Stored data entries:
▼

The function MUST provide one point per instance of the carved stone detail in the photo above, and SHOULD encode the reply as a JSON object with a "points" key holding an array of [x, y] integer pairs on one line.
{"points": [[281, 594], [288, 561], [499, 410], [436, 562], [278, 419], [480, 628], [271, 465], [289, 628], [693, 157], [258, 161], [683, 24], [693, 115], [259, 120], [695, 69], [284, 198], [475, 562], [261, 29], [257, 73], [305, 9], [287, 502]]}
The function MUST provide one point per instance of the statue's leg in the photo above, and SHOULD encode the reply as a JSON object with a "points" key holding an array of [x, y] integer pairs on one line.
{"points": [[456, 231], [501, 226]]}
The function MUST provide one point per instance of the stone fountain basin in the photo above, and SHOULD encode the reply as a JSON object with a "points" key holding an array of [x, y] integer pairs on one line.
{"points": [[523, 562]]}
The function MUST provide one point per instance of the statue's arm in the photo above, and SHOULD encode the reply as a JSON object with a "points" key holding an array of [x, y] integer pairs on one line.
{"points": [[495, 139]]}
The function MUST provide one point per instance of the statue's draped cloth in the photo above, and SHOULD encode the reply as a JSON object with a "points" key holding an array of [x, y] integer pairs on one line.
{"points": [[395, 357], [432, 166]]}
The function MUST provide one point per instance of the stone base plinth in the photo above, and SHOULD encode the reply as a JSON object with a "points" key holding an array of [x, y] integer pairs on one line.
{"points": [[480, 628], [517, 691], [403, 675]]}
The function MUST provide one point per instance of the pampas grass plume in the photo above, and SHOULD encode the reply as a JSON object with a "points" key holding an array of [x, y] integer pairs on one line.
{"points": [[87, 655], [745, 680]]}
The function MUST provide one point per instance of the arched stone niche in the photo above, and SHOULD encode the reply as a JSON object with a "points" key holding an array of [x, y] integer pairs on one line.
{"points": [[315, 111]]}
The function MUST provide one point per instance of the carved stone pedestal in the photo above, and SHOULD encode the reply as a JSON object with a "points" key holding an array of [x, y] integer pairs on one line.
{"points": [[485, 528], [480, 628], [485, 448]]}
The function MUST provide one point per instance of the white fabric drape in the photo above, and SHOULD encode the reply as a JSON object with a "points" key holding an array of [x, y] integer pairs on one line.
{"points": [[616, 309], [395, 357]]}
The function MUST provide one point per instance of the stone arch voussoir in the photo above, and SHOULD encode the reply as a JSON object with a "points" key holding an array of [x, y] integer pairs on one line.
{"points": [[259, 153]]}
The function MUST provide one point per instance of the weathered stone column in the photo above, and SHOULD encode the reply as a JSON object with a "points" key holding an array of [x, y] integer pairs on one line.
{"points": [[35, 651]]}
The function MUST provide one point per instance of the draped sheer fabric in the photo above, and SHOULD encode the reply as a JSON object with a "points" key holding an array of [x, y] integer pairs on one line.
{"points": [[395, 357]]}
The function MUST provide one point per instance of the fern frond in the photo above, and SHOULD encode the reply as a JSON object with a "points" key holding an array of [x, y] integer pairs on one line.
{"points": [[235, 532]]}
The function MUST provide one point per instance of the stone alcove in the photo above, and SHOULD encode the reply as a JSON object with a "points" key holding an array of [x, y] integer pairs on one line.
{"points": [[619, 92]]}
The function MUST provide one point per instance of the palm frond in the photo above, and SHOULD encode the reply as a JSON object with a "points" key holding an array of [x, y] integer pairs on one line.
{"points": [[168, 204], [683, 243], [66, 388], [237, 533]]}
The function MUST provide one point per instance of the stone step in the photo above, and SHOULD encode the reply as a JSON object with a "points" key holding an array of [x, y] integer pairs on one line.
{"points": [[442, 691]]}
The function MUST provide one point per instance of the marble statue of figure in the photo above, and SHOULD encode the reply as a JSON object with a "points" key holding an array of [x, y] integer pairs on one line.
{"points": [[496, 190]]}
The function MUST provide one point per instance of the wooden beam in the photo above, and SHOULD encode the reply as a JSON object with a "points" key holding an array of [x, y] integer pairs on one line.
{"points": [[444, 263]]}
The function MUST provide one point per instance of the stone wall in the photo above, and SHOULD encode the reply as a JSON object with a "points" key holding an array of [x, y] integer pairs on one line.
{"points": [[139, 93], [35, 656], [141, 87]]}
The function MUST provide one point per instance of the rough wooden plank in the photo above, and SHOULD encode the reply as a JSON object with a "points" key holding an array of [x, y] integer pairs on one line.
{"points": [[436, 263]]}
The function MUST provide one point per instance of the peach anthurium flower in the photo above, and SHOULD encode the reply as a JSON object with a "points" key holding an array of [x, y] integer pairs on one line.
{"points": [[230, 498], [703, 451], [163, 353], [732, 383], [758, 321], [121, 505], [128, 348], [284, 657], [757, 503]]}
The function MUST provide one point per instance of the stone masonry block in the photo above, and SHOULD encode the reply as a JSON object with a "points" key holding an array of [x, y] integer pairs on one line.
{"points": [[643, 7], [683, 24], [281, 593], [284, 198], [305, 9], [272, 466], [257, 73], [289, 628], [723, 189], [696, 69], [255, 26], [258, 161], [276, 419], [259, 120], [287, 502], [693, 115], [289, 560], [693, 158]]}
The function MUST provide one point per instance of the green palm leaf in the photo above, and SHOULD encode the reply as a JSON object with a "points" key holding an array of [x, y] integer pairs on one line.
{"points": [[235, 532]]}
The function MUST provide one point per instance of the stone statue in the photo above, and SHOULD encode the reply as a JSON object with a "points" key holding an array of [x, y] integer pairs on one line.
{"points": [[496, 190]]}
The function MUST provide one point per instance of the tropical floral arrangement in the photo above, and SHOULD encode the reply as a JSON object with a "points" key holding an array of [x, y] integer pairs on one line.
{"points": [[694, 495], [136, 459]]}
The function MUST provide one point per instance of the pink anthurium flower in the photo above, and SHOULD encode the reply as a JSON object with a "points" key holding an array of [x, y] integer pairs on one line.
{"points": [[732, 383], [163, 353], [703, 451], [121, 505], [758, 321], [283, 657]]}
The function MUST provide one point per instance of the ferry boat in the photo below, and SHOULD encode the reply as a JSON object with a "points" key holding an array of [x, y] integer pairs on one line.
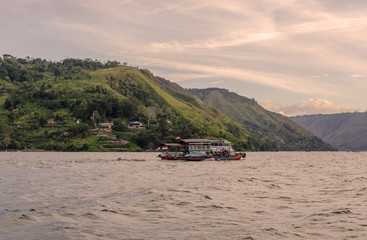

▲

Please transcribe every entry exactly as written, leaving the pictures out.

Exercise result
The function MUST provide one point per instance of the carved stone detail in the photo above, and SHOULD encode the reply as a JSON object with a "points" key holding an array of [x, y] integer pairs on one line.
{"points": [[281, 594], [288, 561], [499, 410], [436, 562], [278, 419], [480, 628], [271, 465], [289, 628], [693, 157], [258, 161], [683, 24], [693, 115], [259, 120], [695, 69], [284, 198], [475, 562], [261, 29], [257, 73], [305, 9], [287, 502]]}
The function MUST provide one point per instance of the statue's leg in the photo above, and SHOULD encode the reply as a JSON object with a "points" key holding an array of [x, y] integer pairs on one line.
{"points": [[456, 231], [501, 226]]}
The function MUST provide one point per instance of the stone fountain basin in the photo above, and SHOULD encode the reply as a JSON object with a "points" key holding an array of [x, y] integer pairs on one line.
{"points": [[523, 562]]}
The function MUST provide one point per instance of the statue's arm in the photo above, and SHOULD encode the reply as a JSON object with a "points" key holding an array of [x, y] integer pairs on one line.
{"points": [[495, 139]]}
The function MUST provide one point per instance of the statue's draped cloth in the photo above, and SHOULD encode the reply as a JSON object with a "points" key holding an array of [x, y] integer pairs on one line.
{"points": [[395, 357], [432, 166]]}
The function MUST provide one point per instance of the stone base plinth in the photo above, and SHOULD encode the reply as a JSON object with a "points" key holding an array of [x, y] integer pairs on one line.
{"points": [[480, 628], [517, 691], [403, 675]]}
The function MUST provide one point per instance of the pampas grass plume in the photo above, and SHOULD encode the reply as a JSON object with a "points" key holding an array of [x, y] integer pairs on one line.
{"points": [[87, 655], [745, 680]]}
The function MUST provide one point per instance of the arched stone niche in the photo above, and SHOULD encode the reply as a JSON object with a "points" key holding an array of [x, y] integer pairs on one line.
{"points": [[315, 111]]}
The function MUST provide one point per instance of the carved stone pedestal in the photo above, and SHOULD encode the reply as a JSON object with a "points" key holding an array of [x, y] integer pairs on one line.
{"points": [[485, 528], [480, 628], [485, 448]]}
The function MUST provide one point per instance of the white fabric drape in the photo above, and SHOULD encode the reply as a JSON object with a "points" key holding an array of [x, y] integer pairs on one line.
{"points": [[616, 309], [395, 357]]}
The function MUST provide one point per instance of the stone arch voussoir in the photo above, and SHOULD encode the reply as a JSON object with a "points" key holding an array of [x, y] integer pairs on one line.
{"points": [[259, 153]]}
The function MUST provide one point per instance of the weathered stone column in the photo above, and SHOULD encode the reply as a JSON object with a "points" key holding an array of [x, y] integer pairs on one line.
{"points": [[35, 651]]}
The function MUST provide one point per instance of the draped sheer fabric in the photo above, and SHOULD encode the reply as a JSON object with a "points" key holding an array of [x, y] integer pairs on one line.
{"points": [[395, 357]]}
The function MUST provide one point per instance of the fern frond in the photo above, and SHOULD encode the reply as a JSON object with a "points" key holding an array of [x, y] integer pairs on one line.
{"points": [[235, 532]]}
The function MUST provide one point per instance of the stone alcove in the photo above, and SHOULD encode the reply as a JSON object with a "points" key holding an array of [x, y] integer pairs on one line.
{"points": [[619, 92]]}
The function MUST provide one point per instance of the palm frond in the photo above, and SHOULD encode the reply as a JSON object with a "points" key holding an array of [x, y] integer pairs on one line.
{"points": [[168, 204], [683, 243], [66, 388], [237, 533]]}
The function MUST provide one point per instance of the stone step in the photo above, and SHOULD encode the reply as a JSON object with a "points" key holding an array of [x, y] integer pairs on one line.
{"points": [[442, 691]]}
The function MUST provide one point per instance of the marble statue of figure in the photo above, and SHOULD encode the reply as a JSON object with a "points" key holding an array of [x, y] integer pairs on one line.
{"points": [[496, 190]]}
The function MUST provide one point per instance of the wooden beam in the photo above, and SHOULD encode the reply as a JSON object with a "points" key holding an array of [x, y] integer pairs on one line.
{"points": [[444, 263]]}
The function MUST provide one point per instance of the stone wall in the photo above, and SHOULD encode the reply as a JSON object with a "points" key holding an array of [x, y] integer pairs on one line.
{"points": [[139, 93], [35, 656], [141, 87]]}
The function MUST provide one point per instance of the rough wooden plank in the photo above, and SHOULD encode the reply as a JSON object with a "points" key holding an array of [x, y] integer pairs on one line.
{"points": [[436, 263]]}
The function MUST provide one point per instance of the peach anthurium flower in the photo above, and SHOULD encode the reply as a JSON object with a "points" key holding an array of [x, y] integer pairs on one line.
{"points": [[230, 498], [703, 451], [163, 353], [732, 383], [758, 321], [121, 505], [128, 348], [284, 657], [757, 503]]}
The function MUST provide one point per instance of the stone masonry block in the photo above, and SHOULD encode the reply as a JSON object with a "points" key holding an array of [x, y] integer pairs on one line.
{"points": [[643, 7], [683, 24], [281, 593], [284, 198], [305, 9], [272, 466], [257, 73], [289, 628], [723, 189], [696, 69], [255, 26], [258, 161], [276, 419], [259, 120], [287, 502], [693, 115], [289, 560], [693, 158]]}
The function MUST provide one point per instance of the green palm leaf in the photo above, and SHOULD encode the reply as a JSON object with a "points" key holding an array of [x, y] integer pairs on one line.
{"points": [[235, 532]]}
The function MUST provide one point per instance of the stone statue in the photo above, and SHOULD encode the reply as a JSON object with a "points" key holding an array of [x, y] integer pairs on one line.
{"points": [[496, 190]]}
The function MUST provide one point per instance of the tropical floral arrangement in the photo above, and SHOULD encode the reply as a JSON object with a "points" key holding an array of [x, y] integer pairs on one line.
{"points": [[694, 495], [136, 459]]}
The function MUST provide one point per instance of the pink anthurium flower in the photo above, and SHOULD encode the reply as a JSON object with a "points" key holding an array of [x, y] integer pairs on one line.
{"points": [[732, 383], [163, 353], [703, 451], [121, 505], [758, 321], [283, 657]]}
The function MUST provide one point per instance of the ferry boat in the photo below, and SHOULD encode the reply as a JSON object with a "points" key holding an array of [x, y] integer pairs on one line.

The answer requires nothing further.